[CONSIGNE A] Reproduisez fidèlement, dans le texte sur les obsèques pendant la pandémie, le passage qui commence par les mots contenant « Il est vrai » et se termine par « au moment venu. ».
[CONSIGNE B] Donnez la suite du texte consacré aux pompes funèbres face à la pandémie, à partir de sa dernière phrase.

[TEXTE D'ÉTUDE]
○ ○ ○
Une perte de repère pour les familles et les pompes funèbres
"Néanmoins, derrière toutes ces dispositions, il faut reconnaître que les personnels des pompes funèbres sont très ennuyés, désappointés car ils ne savent pas comment faire pour accompagner les familles, ils doivent user d’une vraie pédagogie pour expliquer cette impossibilité d’organiser les obsèques habituelles. Mais, et c’est aussi un soutien pour les employés de PF, compte tenu de l’information qui circule facilement, ces dernières ont souvent conscience du caractère exceptionnel des obligations imposées dans le contexte actuel."
Il est vrai que, dans un premier temps, ce fut difficile, car le message traditionnel – à l’inverse total de celui imposé par la pandémie – est de réunir, d’être proche et, ensemble, de rendre hommage, de veiller, d’être en contact physique avec "l’autre" endeuillé, avec le défunt dont on a fait la toilette, etc. Maintenant, les choses se mettent en place petit à petit et les opérateurs funéraires imaginent déjà ce que devra être l’après-confinement, l’après-crise, de manière que les familles puissent, grâce à des formes variées de cérémonies, d’événements, de rassemblements, de rituels, faire leur deuil, rendre hommage, et redonner de la dignité à leur défunt. Pour la CFE-CGC et ses délégués, il s’agira de les soutenir et de les épauler pour trouver les solutions adéquates au moment venu.
○ ○ ○
[DONNÉES FOURNIES]
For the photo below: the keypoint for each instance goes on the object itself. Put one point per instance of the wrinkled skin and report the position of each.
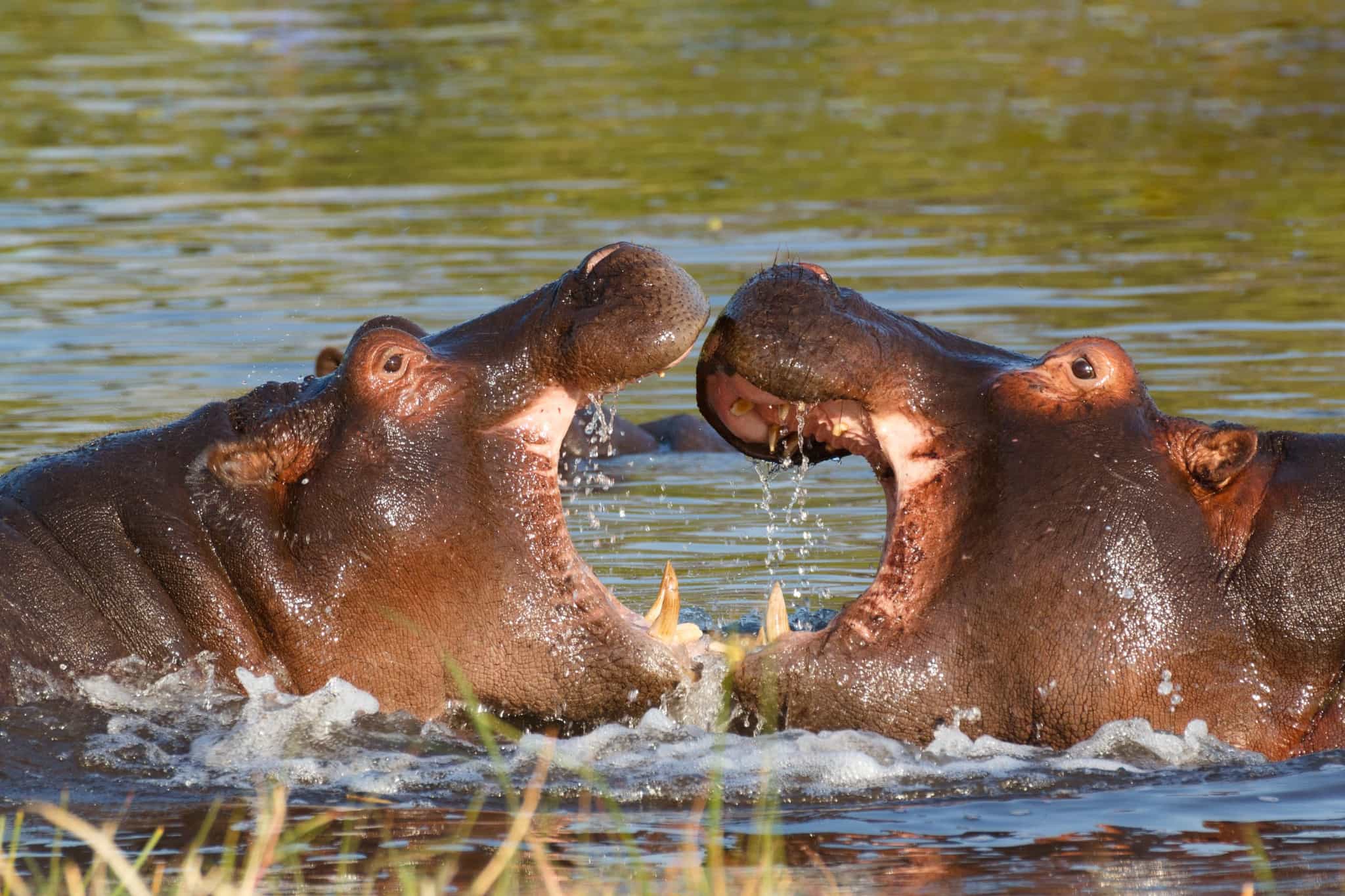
(673, 433)
(1059, 553)
(369, 524)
○ ○ ○
[RÉPONSE ATTENDUE A]
Il est vrai que, dans un premier temps, ce fut difficile, car le message traditionnel – à l’inverse total de celui imposé par la pandémie – est de réunir, d’être proche et, ensemble, de rendre hommage, de veiller, d’être en contact physique avec "l’autre" endeuillé, avec le défunt dont on a fait la toilette, etc. Maintenant, les choses se mettent en place petit à petit et les opérateurs funéraires imaginent déjà ce que devra être l’après-confinement, l’après-crise, de manière que les familles puissent, grâce à des formes variées de cérémonies, d’événements, de rassemblements, de rituels, faire leur deuil, rendre hommage, et redonner de la dignité à leur défunt. Pour la CFE-CGC et ses délégués, il s’agira de les soutenir et de les épauler pour trouver les solutions adéquates au moment venu.

[RÉPONSE ATTENDUE B]
Une forme nouvelle de syndicalisme
"C’est là que l’on se rend compte que, pour nous, CFE-CGC, le syndicalisme peut prendre des tournures inusitées. Nous nous sommes mis entièrement au service de nos adhérents, de nos sympathisants, mais aussi de ceux qui ne le sont pas. Pas exemple, nous avons travaillé toute la semaine sur la protection pour réfléchir, établir des protocoles de sécurité, expliquer si nécessaire. Nous effectuons également un travail d’accompagnement dans le cadre d’échanges avec des salariés, seuls ou en groupe (par mails, principalement). Cela libère la parole, et c’est pour eux la possibilité d’exprimer leurs difficultés, leurs craintes, leurs colères… de poser des questions en rapport avec ces "nouvelles" pratiques de terrain... Ainsi, on peut parfois, dans un premier temps, les aider à calmer leurs peurs, mais aussi à partager leurs expériences, à conforter leurs prises de décisions, soutenir leur courage, leur professionnalisme, etc."
"Enfin, pour conclure, je ferai part de notre satisfaction d’avoir vu l’ensemble des fédérations (FFPF, CPFM, UPFP) faire un énorme travail dans l’ombre pour obtenir les protections, le passage du personnel funéraire en statut prioritaire, la fermeture du cercueil immédiate, l’interdiction des soins et de la toilette, entre autres. Ils se sont tous les trois réunis pour se battre pour la profession ; et, nous, CFE-CGC Funéraire, nous leur en sommes reconnaissants."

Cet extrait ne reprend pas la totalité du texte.